Updated on October 22, 2012

Service in South Africa

Who has never experienced bad service? We have all had the experience of not getting what we expected from a service situation, whether in a retail store, a restaurant, a public service office or even the local health professionals office.

In the normal run of things this is just irritating, and we very often respond by simply taking our custom elsewhere.

In a country such as South Africa, however, poor service can be a lot more than just irritating. It can be something that threatens even the stability of the society in which we live.

The reason for this is that South Africa is a hugely unequal society in which the gap between those who have and those who don’t, already very wide, is becoming wider by the day.

The Gini co-efficient, which indicates statistically the gap between any two variables, is often used to rate the level of inequality in a society, or at least the perception of that inequality. The co-efficient is a scale from 0 to 1, where 0 represents a totally equal society and 1 a totally unequal society. At present South Africa’s Gini co-efficient is hovering about 0.7, in other words, on the high side, indicating a very unequal spread of the good things in life between those who have them, mainly white, and those who don’t, mainly Black people.

This is mainly a result of the deliberate separation of races and consequent unequal division of resources in the country which was the social engineering of apartheid. This is in spite of the ruling party winning resounding mandates in the past four general elections based on the slogan “A better life for all.”

Like a match to dry tinder

So far, after 15 years of a non-racial, non-sexist democratic dispensation, although in absolute terms things have improved, there is still the perception, as shown by the Gini co-efficient, of gross inequality still reflecting the old lines of division.

In such a situation poor service can be like a match to dry tinder. Indeed we see daily evidence of the anger and disillusionment of the majority of South Africans who feel they are still being given the short end of the social and economic stick.

So whereas service in an organisational sense is a factor in the survival of the organisation, in the social sense service delivery is critical for the ongoing stability and well-being of the whole of society.

What we need to grasp as a country is that we cannot afford to provide poor service any longer, because we are gong down a path that will lead to massive social unrest if the trend is not reversed, if the people don’t soon get to feel that their needs are being addressed in a meaningful way, in way that they can feel the difference. We need as a country to reverse the trend of the worsening Gini co-efficient and get it moving in the other direction, the direction of a more equitable distribution of resources and the access to resources and services of quality.

It is my view that the situation is a management problem, a problem of the managerial will to put into effect the many excellent policies that have been put in place by the Government over the past 15 years. If these policies were put into place effectively, with a sense of urgency, the negative trend of the Gini could be reversed and turned into a positive trend.

So what to do about this problem?

What drives service?

Service is driven by passion, by a commitment to deliver, to make a difference. In the private sector the drive is usually one of profit, but in the public sector profit is not a driver, so other things have to be found to harness people’s energy and give it the direction needed to produce superior service delivery.

As I said, it is a management problem, a problem of productivity and the particular way in which productivity can be envisaged in the public service. An effective model for this is the service chain leading to the moment of truth, the moment of the delivery of service to the recipient of that service, the person who needs the service.

The chain of service

To understand the chain of service it is helpful to use the model I call the basic systems theory model. This model shows how inputs are processed to produce outputs. An important factor to bear in mind is that every output becomes an input into someone else’s process, thus creating a chain of service.

The tasks |
a: In the article on service in South Africa, what value is the country's Gini co-efficient said to be hovering around?
b: Extend the article on service in South Africa, picking up right after its final sentence.
The data has nothing to do with the text.

Saved data
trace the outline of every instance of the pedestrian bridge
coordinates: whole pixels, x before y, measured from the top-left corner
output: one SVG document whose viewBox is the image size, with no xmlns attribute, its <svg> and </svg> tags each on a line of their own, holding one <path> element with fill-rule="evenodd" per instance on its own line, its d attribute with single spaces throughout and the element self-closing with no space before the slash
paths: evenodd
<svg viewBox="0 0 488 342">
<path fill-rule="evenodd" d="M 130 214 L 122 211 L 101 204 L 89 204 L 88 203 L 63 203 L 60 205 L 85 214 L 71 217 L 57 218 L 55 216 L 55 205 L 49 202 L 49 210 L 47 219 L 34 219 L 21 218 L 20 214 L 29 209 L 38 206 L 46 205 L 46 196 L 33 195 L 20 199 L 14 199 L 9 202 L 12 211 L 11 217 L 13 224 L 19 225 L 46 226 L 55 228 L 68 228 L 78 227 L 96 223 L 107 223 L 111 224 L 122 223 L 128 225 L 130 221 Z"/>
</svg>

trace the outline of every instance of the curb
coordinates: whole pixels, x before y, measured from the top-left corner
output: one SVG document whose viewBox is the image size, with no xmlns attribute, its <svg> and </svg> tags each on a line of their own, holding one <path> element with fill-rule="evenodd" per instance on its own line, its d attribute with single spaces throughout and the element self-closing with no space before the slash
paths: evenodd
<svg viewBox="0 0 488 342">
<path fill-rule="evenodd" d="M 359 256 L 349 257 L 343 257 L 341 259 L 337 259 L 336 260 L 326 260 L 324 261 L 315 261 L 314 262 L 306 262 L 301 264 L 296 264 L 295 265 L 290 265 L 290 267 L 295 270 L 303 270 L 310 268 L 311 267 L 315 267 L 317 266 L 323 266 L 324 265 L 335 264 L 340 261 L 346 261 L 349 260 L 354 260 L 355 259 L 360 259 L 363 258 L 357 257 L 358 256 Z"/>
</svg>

Answers below |
a: About 0.7.

b:
A very simple graphic illustration of the basic systems theory model shows how these three aspect fit together. Management’s task is to ensure process improvement, the increasingly efficient use of resources to achieve an optimal productivity ratio. Productivity is expressed as the ratio of Output over Input, which should, if the process is productive, be greater than 1. Or put slightly differently, the value of the output of the process must always be greater than the value of the inputs used in the process. If this is not the case, then the process should be questioned, the inputs reduced or the outputs increased with no increase in process costs.

This is in fact is one goal of performance management, to maximise the efficiency of all processes under management.

As alluded to above, all outputs are designed to be inputs into the next process. Another way to express this is to say that every organisation exists to service needs, and for the organisation to be effective it has to have a full understanding of the needs it seeks to service. Without a constant examination of the needs of the end users the organisation runs the risk of producing something that no-one in effect needs. In that case the output is shear waste and the inputs have been used to no good purpose; in other words, in the parlance of the Public Finance Management Act, those inputs represent “fruitless and wasteful expenditure.”

So another goal of performance management is to ensure the effectiveness of all processes under management, to ensure that the outputs are indeed what the end user needs or wants.

This point is important enough to bear repeating: Every organisation exists to service needs, and if it does not the organisation will become extinct because there is then no justification for its continued existence.

Optimising service is the overall goal of performance management.

The organisation needs to organise itself appropriately the achieve this. This will be in terms of the organisation’s strategy, structure, staff and the policies and procedures set up to make it all happen.

As Tom and Birgit Hanson write in their excellent little book Who Will Do What by When: “Your personal reputation and the success of your organisation depend on your ability to make and fulfill promises.” Every manager in an organisation must have as a goal to increase their own and their people’s ability to make and keep promises.

How well they do this is determined mainly by the quality of the relationships they have with their people. To quote the Hansons again: “The most important variable in determining the performance and retention of top employees is their relationship with their primary supervisor.”

So all the processes, policies and procedures in the organisation should be geared to support and enhance these relationships. And performance management is essentially the development of this relationship. Without a quality relationship between manager and direct reports at all levels in the organisation, there will be no quality of service.

This is well captured by Stephen R. Covey in The Seven Habits of Highly Effective People:“Always treat your employees exactly as you want them to treat your best customers.” This is the first principle of performance management.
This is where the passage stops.